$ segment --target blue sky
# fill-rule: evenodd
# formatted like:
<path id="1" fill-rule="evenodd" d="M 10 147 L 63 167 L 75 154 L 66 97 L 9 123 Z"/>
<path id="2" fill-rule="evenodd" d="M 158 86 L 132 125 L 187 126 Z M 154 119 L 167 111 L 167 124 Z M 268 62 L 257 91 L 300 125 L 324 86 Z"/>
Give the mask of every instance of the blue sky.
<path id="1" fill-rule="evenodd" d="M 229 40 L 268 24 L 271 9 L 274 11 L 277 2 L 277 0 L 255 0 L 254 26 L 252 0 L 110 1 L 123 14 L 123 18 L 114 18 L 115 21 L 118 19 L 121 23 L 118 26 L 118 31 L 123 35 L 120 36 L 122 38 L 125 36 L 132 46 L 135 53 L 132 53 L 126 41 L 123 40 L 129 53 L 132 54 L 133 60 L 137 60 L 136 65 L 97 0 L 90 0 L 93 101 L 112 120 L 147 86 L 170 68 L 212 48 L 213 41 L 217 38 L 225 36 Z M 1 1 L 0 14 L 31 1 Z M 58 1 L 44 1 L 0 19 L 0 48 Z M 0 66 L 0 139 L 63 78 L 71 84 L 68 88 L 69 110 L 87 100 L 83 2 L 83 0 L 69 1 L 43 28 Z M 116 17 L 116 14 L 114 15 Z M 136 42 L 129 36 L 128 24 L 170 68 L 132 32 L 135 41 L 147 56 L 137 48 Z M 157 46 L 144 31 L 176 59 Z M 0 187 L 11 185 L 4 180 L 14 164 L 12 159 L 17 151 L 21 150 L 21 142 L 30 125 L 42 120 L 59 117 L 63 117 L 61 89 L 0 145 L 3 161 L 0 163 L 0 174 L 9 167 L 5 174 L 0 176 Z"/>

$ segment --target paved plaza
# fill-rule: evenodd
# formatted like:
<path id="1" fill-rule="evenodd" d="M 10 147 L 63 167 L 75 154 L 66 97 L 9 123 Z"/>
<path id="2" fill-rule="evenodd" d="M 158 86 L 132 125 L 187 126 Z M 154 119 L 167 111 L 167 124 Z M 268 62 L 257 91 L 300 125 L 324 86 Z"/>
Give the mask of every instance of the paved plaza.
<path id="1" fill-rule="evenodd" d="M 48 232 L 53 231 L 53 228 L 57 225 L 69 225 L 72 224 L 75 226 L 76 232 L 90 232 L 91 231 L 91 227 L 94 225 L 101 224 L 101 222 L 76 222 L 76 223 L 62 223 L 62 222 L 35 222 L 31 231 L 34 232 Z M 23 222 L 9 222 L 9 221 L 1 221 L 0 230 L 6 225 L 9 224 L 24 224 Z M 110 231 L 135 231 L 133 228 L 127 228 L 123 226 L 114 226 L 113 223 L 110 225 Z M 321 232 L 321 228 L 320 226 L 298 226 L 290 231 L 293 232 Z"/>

...

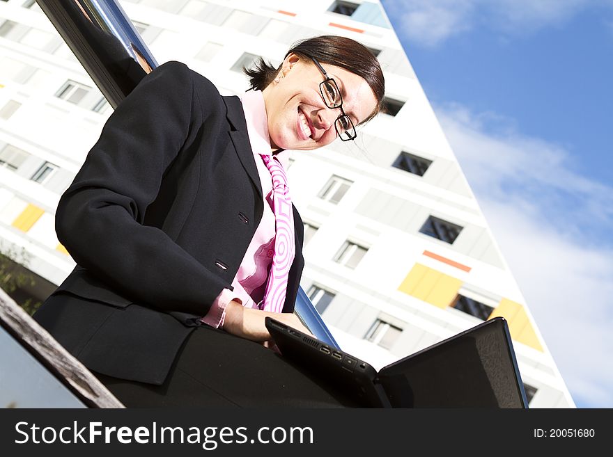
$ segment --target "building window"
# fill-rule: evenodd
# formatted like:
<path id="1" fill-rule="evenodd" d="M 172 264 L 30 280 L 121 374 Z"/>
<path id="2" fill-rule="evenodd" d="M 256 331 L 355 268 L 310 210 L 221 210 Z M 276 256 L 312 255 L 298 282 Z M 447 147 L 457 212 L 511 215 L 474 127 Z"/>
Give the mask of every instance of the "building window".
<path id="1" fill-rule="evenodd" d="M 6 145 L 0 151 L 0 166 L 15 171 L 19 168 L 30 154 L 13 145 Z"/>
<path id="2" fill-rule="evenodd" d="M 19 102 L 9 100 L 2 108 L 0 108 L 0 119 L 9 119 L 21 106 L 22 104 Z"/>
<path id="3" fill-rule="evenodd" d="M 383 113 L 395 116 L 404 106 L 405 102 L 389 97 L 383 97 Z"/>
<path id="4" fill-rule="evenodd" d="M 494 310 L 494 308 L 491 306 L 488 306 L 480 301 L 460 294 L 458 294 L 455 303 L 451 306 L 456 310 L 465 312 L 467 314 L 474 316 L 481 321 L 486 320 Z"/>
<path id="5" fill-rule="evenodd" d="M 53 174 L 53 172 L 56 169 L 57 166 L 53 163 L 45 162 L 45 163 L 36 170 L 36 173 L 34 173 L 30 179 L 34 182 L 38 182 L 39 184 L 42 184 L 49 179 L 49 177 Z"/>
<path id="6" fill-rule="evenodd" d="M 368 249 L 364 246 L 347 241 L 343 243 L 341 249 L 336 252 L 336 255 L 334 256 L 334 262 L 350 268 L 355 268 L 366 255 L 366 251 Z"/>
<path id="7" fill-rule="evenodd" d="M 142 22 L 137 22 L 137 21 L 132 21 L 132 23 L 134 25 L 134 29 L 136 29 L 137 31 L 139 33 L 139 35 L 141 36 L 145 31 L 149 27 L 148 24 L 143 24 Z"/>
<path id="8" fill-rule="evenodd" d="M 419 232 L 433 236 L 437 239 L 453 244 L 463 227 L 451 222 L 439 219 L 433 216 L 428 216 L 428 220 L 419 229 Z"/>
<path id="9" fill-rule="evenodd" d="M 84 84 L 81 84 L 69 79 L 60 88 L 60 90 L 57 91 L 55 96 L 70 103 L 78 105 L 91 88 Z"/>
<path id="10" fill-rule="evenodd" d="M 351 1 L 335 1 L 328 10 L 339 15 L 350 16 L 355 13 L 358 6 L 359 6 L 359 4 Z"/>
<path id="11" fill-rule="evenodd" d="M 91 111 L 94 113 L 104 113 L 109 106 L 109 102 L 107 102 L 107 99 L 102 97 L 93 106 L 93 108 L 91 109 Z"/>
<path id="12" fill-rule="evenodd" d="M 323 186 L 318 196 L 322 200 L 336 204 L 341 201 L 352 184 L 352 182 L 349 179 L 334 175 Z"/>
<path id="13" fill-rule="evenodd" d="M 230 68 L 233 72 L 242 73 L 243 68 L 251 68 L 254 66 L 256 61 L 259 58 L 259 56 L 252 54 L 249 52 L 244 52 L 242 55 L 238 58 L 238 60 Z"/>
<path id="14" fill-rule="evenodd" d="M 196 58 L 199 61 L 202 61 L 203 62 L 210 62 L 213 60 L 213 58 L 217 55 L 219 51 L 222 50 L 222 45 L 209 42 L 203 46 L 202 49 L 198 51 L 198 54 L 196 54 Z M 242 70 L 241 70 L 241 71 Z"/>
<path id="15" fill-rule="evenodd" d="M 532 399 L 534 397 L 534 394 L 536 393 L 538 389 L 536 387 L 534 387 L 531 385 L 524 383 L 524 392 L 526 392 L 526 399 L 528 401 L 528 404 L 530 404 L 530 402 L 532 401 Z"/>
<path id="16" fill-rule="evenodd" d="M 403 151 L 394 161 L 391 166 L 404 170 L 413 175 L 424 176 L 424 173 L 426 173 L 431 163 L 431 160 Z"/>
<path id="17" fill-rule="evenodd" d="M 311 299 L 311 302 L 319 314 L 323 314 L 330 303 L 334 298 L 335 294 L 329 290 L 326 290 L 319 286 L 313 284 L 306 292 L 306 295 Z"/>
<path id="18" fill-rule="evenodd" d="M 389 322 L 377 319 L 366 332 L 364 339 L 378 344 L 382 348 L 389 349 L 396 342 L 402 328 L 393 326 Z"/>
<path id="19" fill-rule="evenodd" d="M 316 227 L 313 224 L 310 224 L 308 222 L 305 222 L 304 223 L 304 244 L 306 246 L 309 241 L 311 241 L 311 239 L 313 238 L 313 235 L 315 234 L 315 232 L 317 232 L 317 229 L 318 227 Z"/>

(WRITTEN REQUEST):
Retype the entries from the line containing "--target blue sky" through the line containing "229 40 L 268", including both of those lines.

(RIGHT ANSWER):
$ segment --target blue sky
# fill-rule: evenodd
# formatted like:
<path id="1" fill-rule="evenodd" d="M 10 147 L 63 167 L 75 154 L 66 97 L 9 123 Z"/>
<path id="2" fill-rule="evenodd" d="M 158 86 L 132 125 L 187 126 Z M 154 119 L 167 111 L 167 124 Z M 268 62 L 257 91 L 300 125 L 324 86 Z"/>
Give the mask of every instance of the blue sky.
<path id="1" fill-rule="evenodd" d="M 229 40 L 268 24 L 271 9 L 274 11 L 277 2 L 277 0 L 255 0 L 254 26 L 252 0 L 110 1 L 123 14 L 123 18 L 114 18 L 115 21 L 118 19 L 121 23 L 118 26 L 118 31 L 123 35 L 120 36 L 122 38 L 125 36 L 132 46 L 135 53 L 132 53 L 126 41 L 123 40 L 129 53 L 132 54 L 133 60 L 137 60 L 136 65 L 97 0 L 90 0 L 93 101 L 112 120 L 147 86 L 170 68 L 212 48 L 213 41 L 217 38 L 225 36 Z M 1 1 L 0 14 L 31 1 Z M 58 1 L 44 1 L 0 19 L 0 48 Z M 0 66 L 0 139 L 63 78 L 71 84 L 68 88 L 69 110 L 87 100 L 83 2 L 83 0 L 69 1 L 43 28 Z M 116 17 L 116 14 L 114 15 Z M 136 42 L 129 36 L 128 24 L 170 68 L 132 32 L 135 41 L 147 56 L 137 48 Z M 157 46 L 144 31 L 176 59 Z M 0 187 L 11 185 L 4 180 L 14 164 L 12 159 L 17 151 L 21 150 L 21 142 L 30 125 L 42 120 L 59 117 L 63 117 L 61 89 L 0 145 L 3 161 L 0 163 L 0 174 L 9 167 L 5 174 L 0 176 Z"/>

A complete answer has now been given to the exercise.